Find where "Where can you see the grass" appears in the entries below. That line and all lines after it, through the last, are to be duplicated exactly, with nothing else.

======

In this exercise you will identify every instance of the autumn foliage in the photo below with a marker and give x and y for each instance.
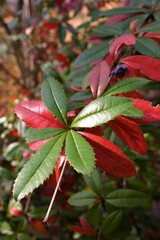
(89, 123)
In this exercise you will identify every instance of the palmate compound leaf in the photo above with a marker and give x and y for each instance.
(101, 111)
(38, 168)
(127, 85)
(130, 133)
(128, 198)
(44, 133)
(82, 198)
(109, 157)
(79, 153)
(55, 99)
(148, 66)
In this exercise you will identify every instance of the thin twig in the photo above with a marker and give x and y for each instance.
(54, 195)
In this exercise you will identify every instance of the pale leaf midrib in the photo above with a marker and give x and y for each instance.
(58, 107)
(106, 109)
(22, 189)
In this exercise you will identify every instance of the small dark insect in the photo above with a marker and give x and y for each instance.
(119, 71)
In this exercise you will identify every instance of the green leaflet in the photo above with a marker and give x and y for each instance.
(111, 223)
(94, 182)
(127, 85)
(38, 168)
(101, 111)
(103, 31)
(128, 198)
(92, 54)
(82, 198)
(44, 133)
(55, 99)
(147, 47)
(133, 113)
(79, 153)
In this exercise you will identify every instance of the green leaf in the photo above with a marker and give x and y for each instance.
(55, 99)
(101, 111)
(104, 31)
(94, 182)
(147, 47)
(38, 168)
(127, 85)
(128, 198)
(133, 113)
(92, 54)
(111, 223)
(79, 153)
(82, 198)
(44, 133)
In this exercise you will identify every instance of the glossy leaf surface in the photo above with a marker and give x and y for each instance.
(82, 198)
(36, 115)
(151, 113)
(109, 157)
(41, 134)
(128, 198)
(55, 99)
(38, 168)
(79, 153)
(101, 111)
(99, 77)
(94, 182)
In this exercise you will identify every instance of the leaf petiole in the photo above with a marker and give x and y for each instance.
(54, 194)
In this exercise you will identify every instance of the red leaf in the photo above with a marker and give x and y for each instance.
(109, 157)
(85, 229)
(151, 114)
(118, 18)
(130, 133)
(98, 78)
(51, 25)
(148, 66)
(154, 36)
(117, 44)
(62, 57)
(36, 115)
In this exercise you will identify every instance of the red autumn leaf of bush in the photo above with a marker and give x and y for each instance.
(154, 36)
(130, 133)
(151, 113)
(98, 78)
(148, 66)
(109, 157)
(51, 25)
(62, 57)
(36, 115)
(85, 228)
(117, 44)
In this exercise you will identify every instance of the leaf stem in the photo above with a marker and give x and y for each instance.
(54, 195)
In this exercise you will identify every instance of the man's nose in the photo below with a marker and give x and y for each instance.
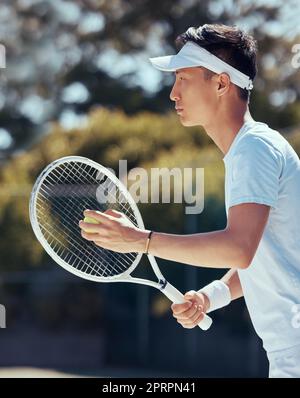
(174, 95)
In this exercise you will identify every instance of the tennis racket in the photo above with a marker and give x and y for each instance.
(61, 193)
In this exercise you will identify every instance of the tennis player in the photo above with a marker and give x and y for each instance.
(215, 69)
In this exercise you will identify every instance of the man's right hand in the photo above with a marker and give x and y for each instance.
(192, 311)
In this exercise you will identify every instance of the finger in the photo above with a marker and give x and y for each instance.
(90, 236)
(114, 213)
(191, 295)
(98, 215)
(192, 323)
(179, 308)
(89, 227)
(188, 314)
(194, 318)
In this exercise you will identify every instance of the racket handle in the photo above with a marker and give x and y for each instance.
(177, 298)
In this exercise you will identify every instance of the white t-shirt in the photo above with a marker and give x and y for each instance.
(262, 167)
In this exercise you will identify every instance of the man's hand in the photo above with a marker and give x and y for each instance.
(191, 312)
(113, 231)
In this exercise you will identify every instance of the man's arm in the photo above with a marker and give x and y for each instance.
(233, 247)
(191, 312)
(232, 280)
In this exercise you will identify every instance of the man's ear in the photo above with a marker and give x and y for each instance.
(223, 81)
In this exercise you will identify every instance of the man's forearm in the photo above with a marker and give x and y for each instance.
(232, 280)
(218, 249)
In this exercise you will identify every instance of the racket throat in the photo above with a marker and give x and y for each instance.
(162, 284)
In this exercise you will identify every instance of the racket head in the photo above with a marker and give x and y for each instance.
(99, 271)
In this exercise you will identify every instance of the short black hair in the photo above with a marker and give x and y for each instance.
(228, 43)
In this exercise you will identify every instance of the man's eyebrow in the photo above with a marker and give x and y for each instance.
(180, 71)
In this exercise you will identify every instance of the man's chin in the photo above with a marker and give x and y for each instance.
(188, 123)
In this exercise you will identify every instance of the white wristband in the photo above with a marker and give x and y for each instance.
(218, 294)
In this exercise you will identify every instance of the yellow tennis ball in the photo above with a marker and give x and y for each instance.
(91, 220)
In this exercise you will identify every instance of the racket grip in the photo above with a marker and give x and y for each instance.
(177, 298)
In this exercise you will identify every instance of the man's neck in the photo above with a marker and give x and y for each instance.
(224, 129)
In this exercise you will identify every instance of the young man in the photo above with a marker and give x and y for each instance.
(260, 244)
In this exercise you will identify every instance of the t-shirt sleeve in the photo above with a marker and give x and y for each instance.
(255, 173)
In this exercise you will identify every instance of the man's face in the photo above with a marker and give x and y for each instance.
(194, 96)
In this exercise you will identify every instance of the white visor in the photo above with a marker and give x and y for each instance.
(192, 55)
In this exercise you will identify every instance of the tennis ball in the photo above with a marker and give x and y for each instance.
(91, 220)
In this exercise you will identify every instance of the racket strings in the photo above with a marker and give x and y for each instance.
(77, 256)
(65, 193)
(71, 213)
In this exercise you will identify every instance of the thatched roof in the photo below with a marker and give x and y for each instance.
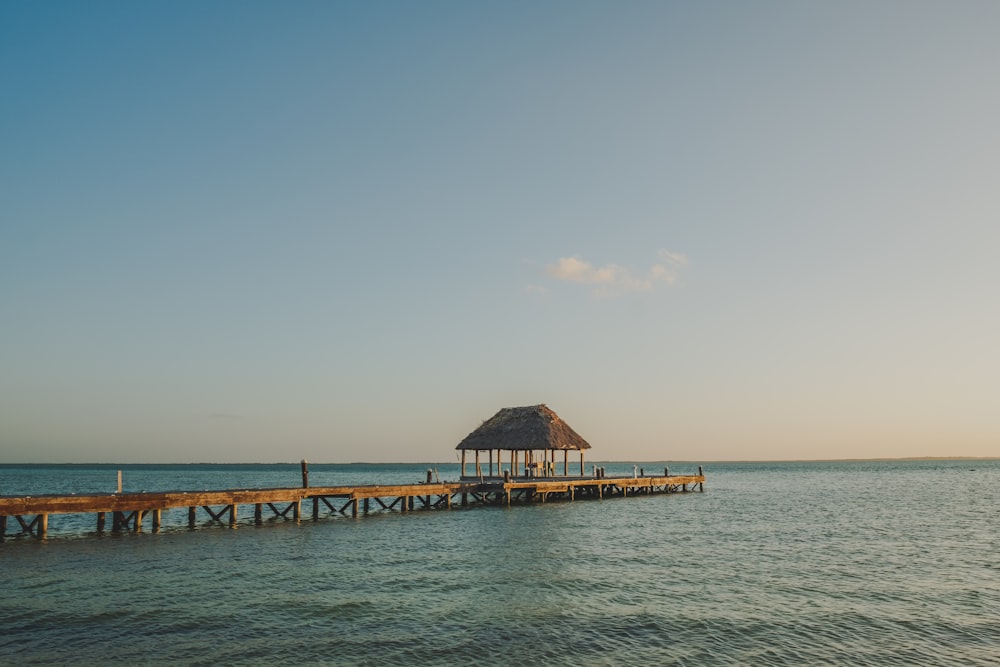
(531, 427)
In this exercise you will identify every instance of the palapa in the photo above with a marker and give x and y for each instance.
(533, 427)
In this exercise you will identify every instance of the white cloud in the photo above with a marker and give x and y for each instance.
(611, 279)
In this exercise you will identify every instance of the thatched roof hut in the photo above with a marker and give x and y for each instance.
(527, 430)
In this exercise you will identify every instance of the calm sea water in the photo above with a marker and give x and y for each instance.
(859, 563)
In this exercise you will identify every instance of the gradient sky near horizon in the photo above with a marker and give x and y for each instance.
(251, 231)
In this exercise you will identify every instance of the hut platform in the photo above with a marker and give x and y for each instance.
(132, 512)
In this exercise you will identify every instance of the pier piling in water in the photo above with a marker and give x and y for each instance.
(222, 507)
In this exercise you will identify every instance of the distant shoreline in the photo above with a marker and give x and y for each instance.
(442, 463)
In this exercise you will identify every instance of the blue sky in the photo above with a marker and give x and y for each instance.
(352, 231)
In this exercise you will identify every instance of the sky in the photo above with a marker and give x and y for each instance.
(352, 231)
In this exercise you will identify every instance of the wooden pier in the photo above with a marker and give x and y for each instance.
(29, 515)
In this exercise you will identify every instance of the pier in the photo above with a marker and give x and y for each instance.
(135, 512)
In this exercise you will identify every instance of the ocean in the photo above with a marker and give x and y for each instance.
(806, 563)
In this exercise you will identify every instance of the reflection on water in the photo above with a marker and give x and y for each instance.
(834, 563)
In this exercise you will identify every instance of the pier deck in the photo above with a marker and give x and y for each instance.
(128, 511)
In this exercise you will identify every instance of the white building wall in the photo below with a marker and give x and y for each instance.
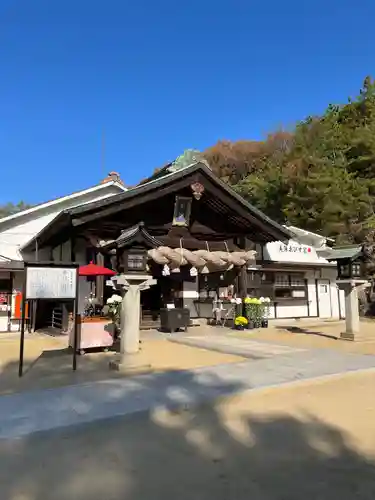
(189, 294)
(311, 293)
(17, 232)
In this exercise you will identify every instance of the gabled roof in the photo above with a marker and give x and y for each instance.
(76, 195)
(89, 212)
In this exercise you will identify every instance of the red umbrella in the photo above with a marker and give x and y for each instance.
(95, 270)
(92, 270)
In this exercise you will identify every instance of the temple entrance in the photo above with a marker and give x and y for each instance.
(165, 291)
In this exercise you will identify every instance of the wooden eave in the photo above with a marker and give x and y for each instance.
(223, 200)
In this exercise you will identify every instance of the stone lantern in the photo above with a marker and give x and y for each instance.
(350, 277)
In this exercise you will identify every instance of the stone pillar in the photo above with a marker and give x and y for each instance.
(350, 287)
(130, 359)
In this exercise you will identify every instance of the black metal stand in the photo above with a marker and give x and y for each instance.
(25, 298)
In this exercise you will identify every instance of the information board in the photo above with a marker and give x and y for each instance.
(50, 282)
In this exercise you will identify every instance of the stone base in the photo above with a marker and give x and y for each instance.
(131, 364)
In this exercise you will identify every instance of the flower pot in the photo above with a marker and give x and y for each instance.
(239, 327)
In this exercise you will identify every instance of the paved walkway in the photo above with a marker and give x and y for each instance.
(25, 413)
(232, 345)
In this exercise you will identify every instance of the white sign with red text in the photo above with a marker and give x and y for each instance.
(292, 251)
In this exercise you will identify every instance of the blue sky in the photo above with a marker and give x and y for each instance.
(162, 76)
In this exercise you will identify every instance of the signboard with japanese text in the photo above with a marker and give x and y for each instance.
(51, 283)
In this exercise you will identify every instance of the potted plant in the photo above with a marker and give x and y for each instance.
(240, 322)
(266, 301)
(114, 308)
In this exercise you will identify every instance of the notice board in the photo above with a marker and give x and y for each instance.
(50, 282)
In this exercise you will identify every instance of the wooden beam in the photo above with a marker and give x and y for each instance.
(131, 202)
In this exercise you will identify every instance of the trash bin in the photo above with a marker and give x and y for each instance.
(173, 319)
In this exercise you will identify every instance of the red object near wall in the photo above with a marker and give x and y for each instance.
(18, 306)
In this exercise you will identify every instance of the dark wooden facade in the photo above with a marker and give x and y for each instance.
(217, 219)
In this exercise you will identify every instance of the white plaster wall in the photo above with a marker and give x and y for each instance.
(16, 233)
(311, 296)
(311, 291)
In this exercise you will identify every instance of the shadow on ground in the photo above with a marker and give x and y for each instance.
(299, 330)
(200, 454)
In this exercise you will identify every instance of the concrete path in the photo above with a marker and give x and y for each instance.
(26, 413)
(231, 345)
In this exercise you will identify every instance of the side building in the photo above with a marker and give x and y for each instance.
(18, 229)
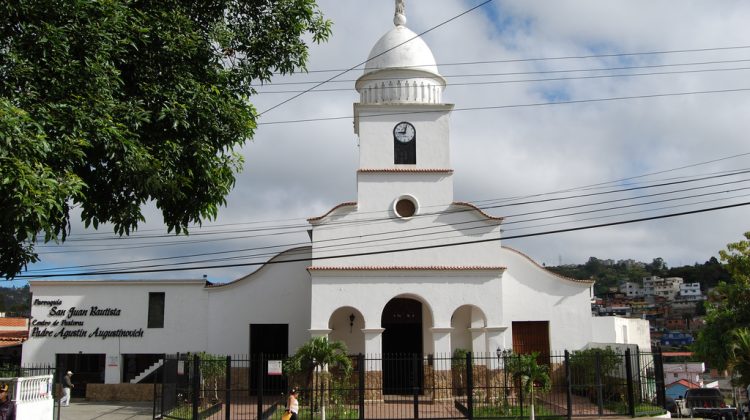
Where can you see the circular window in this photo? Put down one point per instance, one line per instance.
(405, 206)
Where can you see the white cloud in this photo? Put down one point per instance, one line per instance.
(294, 171)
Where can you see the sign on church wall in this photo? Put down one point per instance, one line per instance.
(54, 320)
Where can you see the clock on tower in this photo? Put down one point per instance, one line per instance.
(404, 144)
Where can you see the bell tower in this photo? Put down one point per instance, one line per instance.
(403, 126)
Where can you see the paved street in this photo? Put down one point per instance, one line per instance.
(84, 410)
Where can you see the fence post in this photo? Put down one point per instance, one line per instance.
(54, 387)
(629, 373)
(228, 397)
(153, 412)
(361, 369)
(259, 388)
(469, 385)
(659, 380)
(568, 386)
(415, 384)
(599, 386)
(196, 384)
(520, 388)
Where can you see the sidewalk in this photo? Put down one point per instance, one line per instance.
(116, 410)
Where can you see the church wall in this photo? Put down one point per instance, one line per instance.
(378, 191)
(531, 293)
(612, 329)
(185, 320)
(356, 233)
(441, 293)
(376, 135)
(275, 294)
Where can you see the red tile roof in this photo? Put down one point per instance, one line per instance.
(407, 268)
(407, 170)
(473, 207)
(348, 203)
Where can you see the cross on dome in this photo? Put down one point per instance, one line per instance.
(399, 17)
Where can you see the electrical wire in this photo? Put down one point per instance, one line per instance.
(453, 229)
(372, 58)
(390, 251)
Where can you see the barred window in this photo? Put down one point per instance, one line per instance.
(156, 310)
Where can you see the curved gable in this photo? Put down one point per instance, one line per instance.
(587, 283)
(318, 219)
(299, 254)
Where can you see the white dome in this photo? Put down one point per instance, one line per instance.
(413, 54)
(400, 69)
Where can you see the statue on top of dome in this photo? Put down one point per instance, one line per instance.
(399, 18)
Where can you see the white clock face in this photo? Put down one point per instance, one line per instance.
(404, 132)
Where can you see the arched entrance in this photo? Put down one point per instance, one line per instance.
(402, 346)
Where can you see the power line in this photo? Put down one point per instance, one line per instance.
(523, 73)
(451, 228)
(390, 251)
(378, 220)
(371, 58)
(505, 199)
(528, 105)
(565, 57)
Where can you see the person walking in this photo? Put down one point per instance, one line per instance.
(7, 408)
(292, 405)
(67, 386)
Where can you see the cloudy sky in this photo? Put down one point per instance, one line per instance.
(576, 96)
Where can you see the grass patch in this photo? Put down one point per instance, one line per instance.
(334, 413)
(513, 412)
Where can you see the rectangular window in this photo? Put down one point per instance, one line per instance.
(156, 310)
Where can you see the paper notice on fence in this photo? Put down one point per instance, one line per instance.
(274, 367)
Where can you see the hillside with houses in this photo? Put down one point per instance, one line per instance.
(670, 298)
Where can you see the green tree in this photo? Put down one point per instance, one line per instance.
(107, 105)
(213, 367)
(317, 354)
(739, 357)
(728, 307)
(530, 374)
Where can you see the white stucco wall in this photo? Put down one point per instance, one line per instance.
(614, 329)
(431, 123)
(185, 319)
(278, 293)
(532, 293)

======

#### Problem solution
Where can you see the grass patch in this photo? Put down one point per instance, one line per instance.
(334, 413)
(513, 412)
Where can you see the rectangular window in this photo? Put down one point per instance, one line per instance.
(156, 310)
Where can you see the paper notice on fence in this photo? Put down one point per instance, one line per instance.
(274, 367)
Where can you see the hillside with houses in this photo? Put down one point per instance, one line per instance.
(670, 298)
Where can you see the green tree in this photo? Put down one point per instance, one line per instance.
(107, 105)
(213, 367)
(317, 354)
(739, 357)
(728, 307)
(530, 374)
Where can you see the white stucco wall in this photo? Put down one point per instance, one line per instance.
(614, 329)
(431, 123)
(185, 319)
(278, 293)
(532, 293)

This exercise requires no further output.